● TÂCHE COURTE 1
Énumérez les domaines dans lesquels, selon l'extrait sur la contestation attendue, le gouvernement la joue conciliant, modéré et compréhensif.
● TÂCHE COURTE 2
D'après l'extrait sur la contestation attendue, quelle est désormais la seule ambition que semble avoir le gouvernement ?
● TÂCHE COURTE 3
Poursuivez la rédaction de l'extrait sur la contestation attendue à partir de sa dernière phrase.

● SÉLECTION
Et on la sent prête à s’enflammer et à prendre le pavé, pour peu qu’un vaste mouvement de colère se lève.
Aussi bien que toute disposée à faire le dos rond et à rester bonne fille, si la contestation ne prend pas.
C’est un rien étrange, plutôt bizarre, comme une ritournelle en sourdine, au choix potentiel tube de l’été ou possible bide de l’année.
Mais… il est un avantage à ce temps suspendu : le gouvernement la met en veilleuse.
Et ne semble plus guère avoir d’autre ambition que de passer le printemps sans coup férir.
Surtout : ne pas faire de bruit.
Ne plus provoquer ni souffler sur les braises
La jouer conciliant, modéré, compréhensif, que ce soit à l’Education2, au Social3, à la Justice4 et même dans les syndicats5.
Se taire, donc.
Sinon pour faire connaître ses ambitions pour le prochain remaniement ministériel.
Non : pas seulement se taire.
Se préparer, aussi.
Et rassembler ses forces.
A commencer par cette information relayée sur les blogs et tue par les médias : les forces de l’ordre rappelleraient leurs réservistes, dans la police et la gendarmerie, pour mieux mater l’insurrection qui viendra peut-être. (Edit, deux jours plus tard : désolé, il s’agit d’un hoax. J’aurais dû vérifier ce que j’écris et ne pas prendre une rumeur pour argent comptant. Pour la peine, je me morfonds en plates excuses.)
Et ce bruit de bottes, s’agitant à l’arrière-scène, fait comme un contrepoint menaçant au silence de l’attente.
Même vacarme assourdi que ces nouvelles dispositions répressives tranquillement mitonnées par le gouvernement.

(Enregistrements stockés)
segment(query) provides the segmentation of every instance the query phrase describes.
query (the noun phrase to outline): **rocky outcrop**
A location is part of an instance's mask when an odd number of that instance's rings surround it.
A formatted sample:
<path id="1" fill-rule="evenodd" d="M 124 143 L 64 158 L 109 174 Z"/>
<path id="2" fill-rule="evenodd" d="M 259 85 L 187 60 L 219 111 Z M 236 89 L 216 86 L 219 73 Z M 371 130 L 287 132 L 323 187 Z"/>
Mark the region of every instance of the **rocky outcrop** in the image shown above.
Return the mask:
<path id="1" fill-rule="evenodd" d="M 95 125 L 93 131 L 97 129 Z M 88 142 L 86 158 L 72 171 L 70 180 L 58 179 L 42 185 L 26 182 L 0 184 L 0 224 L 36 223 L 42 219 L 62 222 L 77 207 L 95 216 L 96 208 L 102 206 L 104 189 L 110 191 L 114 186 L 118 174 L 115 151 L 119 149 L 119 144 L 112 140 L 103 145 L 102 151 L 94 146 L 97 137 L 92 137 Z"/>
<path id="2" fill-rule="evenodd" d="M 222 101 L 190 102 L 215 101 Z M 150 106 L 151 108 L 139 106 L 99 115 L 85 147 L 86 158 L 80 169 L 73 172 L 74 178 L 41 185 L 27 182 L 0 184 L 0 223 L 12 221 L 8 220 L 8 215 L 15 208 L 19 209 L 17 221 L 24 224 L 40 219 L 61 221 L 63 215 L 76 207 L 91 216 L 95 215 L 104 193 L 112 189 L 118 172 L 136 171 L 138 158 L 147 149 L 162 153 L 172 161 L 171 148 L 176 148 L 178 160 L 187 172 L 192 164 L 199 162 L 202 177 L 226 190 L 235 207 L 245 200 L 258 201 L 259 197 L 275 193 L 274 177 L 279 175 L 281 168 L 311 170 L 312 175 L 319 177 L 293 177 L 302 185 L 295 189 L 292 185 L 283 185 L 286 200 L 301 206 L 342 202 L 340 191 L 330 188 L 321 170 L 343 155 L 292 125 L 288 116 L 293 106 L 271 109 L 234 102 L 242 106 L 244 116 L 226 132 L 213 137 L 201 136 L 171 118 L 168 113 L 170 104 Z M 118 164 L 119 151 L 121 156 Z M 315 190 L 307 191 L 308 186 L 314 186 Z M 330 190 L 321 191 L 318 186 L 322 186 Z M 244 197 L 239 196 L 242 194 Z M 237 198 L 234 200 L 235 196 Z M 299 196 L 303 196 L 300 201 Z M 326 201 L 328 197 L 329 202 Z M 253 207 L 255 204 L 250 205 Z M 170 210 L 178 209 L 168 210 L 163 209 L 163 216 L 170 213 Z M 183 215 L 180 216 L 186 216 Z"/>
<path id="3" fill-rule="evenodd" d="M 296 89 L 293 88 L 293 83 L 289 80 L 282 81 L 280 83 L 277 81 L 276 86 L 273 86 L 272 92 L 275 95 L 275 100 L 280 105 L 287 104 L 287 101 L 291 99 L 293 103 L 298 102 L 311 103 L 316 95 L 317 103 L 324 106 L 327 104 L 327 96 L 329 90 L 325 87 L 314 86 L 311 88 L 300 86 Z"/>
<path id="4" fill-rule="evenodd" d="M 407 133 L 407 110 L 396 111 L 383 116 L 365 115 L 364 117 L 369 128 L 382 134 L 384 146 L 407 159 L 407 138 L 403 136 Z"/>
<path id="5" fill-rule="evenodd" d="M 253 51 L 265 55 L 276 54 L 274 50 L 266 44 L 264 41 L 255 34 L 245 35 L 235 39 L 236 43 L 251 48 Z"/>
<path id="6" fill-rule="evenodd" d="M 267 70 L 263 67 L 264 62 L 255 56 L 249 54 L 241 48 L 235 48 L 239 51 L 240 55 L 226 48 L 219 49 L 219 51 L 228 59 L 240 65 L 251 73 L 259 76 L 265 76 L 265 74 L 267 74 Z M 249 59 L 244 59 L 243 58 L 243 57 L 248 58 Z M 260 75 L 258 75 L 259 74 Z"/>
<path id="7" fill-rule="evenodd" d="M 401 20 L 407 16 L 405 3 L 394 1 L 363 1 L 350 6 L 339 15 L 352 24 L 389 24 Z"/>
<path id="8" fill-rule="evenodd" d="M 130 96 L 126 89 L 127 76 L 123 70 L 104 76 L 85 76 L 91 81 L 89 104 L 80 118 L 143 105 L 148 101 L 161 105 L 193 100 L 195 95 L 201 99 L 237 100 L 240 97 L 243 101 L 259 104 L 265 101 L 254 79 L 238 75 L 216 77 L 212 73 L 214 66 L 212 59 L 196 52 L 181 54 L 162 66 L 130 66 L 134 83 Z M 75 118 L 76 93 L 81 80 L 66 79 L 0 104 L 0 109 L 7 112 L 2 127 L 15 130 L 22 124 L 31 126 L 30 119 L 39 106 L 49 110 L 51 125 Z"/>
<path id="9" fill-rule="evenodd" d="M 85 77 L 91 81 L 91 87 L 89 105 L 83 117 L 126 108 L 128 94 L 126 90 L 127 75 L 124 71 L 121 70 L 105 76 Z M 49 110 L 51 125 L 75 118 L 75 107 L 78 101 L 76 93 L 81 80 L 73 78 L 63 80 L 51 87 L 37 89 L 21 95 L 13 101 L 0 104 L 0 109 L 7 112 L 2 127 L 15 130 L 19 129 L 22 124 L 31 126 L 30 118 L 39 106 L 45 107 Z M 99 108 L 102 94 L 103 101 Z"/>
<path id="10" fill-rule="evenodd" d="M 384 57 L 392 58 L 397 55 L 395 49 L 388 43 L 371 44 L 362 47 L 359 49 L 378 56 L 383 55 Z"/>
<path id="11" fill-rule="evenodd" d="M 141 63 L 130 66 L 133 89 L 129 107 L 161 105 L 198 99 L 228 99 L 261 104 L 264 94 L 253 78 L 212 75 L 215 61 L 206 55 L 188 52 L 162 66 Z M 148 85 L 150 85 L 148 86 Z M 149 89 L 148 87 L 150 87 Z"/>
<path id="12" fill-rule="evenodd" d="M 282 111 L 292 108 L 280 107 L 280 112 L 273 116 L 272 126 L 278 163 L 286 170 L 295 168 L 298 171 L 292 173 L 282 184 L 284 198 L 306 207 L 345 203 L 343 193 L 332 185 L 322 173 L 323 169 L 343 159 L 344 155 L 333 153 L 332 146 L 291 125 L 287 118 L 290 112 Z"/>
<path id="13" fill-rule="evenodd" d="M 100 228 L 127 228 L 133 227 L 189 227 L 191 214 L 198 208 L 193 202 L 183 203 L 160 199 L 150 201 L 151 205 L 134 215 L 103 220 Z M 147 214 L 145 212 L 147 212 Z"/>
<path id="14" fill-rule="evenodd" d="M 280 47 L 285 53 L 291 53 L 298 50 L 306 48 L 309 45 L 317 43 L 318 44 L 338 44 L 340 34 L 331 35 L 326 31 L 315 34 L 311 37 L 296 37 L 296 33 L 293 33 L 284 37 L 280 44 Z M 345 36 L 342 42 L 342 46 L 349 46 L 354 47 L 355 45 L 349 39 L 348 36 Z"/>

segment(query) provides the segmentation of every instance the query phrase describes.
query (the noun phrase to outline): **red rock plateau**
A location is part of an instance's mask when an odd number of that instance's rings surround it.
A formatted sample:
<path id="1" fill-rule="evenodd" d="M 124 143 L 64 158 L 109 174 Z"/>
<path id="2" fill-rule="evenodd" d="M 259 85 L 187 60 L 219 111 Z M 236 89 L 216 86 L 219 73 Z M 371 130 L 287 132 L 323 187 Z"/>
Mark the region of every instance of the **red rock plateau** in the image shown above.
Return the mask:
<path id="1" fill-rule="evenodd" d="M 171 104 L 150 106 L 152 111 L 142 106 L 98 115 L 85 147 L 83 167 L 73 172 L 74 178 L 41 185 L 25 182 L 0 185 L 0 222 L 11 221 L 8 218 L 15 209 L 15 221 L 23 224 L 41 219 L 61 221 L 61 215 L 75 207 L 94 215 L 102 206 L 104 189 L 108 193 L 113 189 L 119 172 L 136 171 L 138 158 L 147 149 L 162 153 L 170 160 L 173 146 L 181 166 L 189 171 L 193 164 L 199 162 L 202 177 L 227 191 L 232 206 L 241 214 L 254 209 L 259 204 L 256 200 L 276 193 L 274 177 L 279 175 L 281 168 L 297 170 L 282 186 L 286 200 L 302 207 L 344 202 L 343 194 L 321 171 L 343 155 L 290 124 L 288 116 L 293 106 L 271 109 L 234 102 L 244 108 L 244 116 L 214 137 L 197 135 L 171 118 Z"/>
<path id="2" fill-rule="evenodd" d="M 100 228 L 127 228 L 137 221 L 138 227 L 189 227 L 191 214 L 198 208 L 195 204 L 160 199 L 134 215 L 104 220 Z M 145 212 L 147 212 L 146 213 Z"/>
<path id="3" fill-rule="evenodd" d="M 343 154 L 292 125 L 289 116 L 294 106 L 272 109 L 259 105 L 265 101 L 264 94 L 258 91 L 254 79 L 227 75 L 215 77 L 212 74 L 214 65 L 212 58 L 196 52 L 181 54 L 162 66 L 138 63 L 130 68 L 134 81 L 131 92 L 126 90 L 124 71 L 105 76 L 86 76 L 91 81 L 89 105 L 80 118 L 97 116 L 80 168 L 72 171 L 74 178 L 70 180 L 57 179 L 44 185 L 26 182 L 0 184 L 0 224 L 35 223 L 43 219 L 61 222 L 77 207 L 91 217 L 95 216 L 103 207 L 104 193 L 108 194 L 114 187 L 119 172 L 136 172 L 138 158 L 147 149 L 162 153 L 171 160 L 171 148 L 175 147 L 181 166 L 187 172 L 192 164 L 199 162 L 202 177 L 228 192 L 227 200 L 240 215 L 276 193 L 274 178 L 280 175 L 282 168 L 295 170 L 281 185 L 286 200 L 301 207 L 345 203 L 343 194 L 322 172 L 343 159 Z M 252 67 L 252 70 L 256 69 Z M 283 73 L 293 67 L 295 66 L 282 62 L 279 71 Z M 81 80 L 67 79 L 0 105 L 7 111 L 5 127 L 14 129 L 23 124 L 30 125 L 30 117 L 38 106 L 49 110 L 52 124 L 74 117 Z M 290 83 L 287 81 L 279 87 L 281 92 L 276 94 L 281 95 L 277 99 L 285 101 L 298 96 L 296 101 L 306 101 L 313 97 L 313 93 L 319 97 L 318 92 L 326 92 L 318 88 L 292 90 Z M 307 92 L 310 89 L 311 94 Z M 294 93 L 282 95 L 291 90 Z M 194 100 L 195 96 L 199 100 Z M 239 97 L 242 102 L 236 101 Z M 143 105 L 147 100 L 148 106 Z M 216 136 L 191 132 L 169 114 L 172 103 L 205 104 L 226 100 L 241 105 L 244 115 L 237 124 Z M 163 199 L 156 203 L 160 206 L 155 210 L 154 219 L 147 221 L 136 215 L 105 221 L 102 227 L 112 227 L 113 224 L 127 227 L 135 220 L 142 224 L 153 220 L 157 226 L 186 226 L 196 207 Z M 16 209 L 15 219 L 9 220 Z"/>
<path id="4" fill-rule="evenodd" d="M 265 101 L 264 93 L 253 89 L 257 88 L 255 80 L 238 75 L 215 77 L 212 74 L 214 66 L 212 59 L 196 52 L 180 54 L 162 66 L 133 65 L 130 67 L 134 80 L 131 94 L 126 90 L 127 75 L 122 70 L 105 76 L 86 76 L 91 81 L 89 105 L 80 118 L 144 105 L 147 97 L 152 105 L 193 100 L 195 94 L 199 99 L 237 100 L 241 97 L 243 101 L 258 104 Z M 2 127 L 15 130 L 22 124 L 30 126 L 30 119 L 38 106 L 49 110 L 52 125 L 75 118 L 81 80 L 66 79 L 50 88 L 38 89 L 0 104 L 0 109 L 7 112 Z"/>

● SORTIE DE TÂCHE 1
l'Education, le Social, la Justice, les syndicats

● SORTIE DE TÂCHE 2
Passer le printemps sans coup férir.

● SORTIE DE TÂCHE 3
Qu’il s’agisse de cette note de la préfecture de police de Paris - révélée par le Canard Enchaîné du 11 mars - qui invite les policiers à arrêter sur le champ le meneur de toute manifestation non-déclarée, rassemblement entendu au sens large, un sit-in de lycéens ou quelques universitaires en goguette.
Ou de ceprojet de loi annoncé en urgence par Christian Estrosi, lequel mêle joyeusement violences des bandes urbaines et celles de manifestants en colère, tous englobés dans un très vague et inquiétant « délit de participation à un groupe ayant commis des violences sur des personnes ou sur des biens ».
Le député-maire de Nice annonçant, dans une interview donnée au Figaro, que « même si un individu n’est pas armé, il sera désormais susceptible de faire partie d’une bande dès lors qu’il accompagne un individu portant une arme »6 ou que « le port de cagoules et de casques (sera) interdit dans toute manifestation présentant des risques de débordement »7.
Ils se tiennent coi et préparent, donc.
Mais qu’importe : s’il n’est jamais simple de tenir l’équilibre pour un fildefériste chevronné, c’est chose impossible pour un provocateur comme Nicolas Sarkozy.
La faute et la chute ne tarderont pas.
Obligé.
1 En mars 1968, Pierre Viansson-Ponté titrait ainsi son édito au Monde : La France s’ennuie. Le papier est resté comme prophétique des événements à suivre et du joli mois de mai.
2 Pecresse et Darcos prévenus par l’omniprésident qu’ils n’ont qu’un objectif à tenir, éviter les soulèvements lycéens et étudiants
3 Qui a entendu Brice Hortefeux depuis sa nomination ?
4 Le silence de Dati, juste préoccupée de sa fille et de mondanités, arrange bien son camp, soucieux de ne pas se mettre le monde de la justice encore davantage à dos.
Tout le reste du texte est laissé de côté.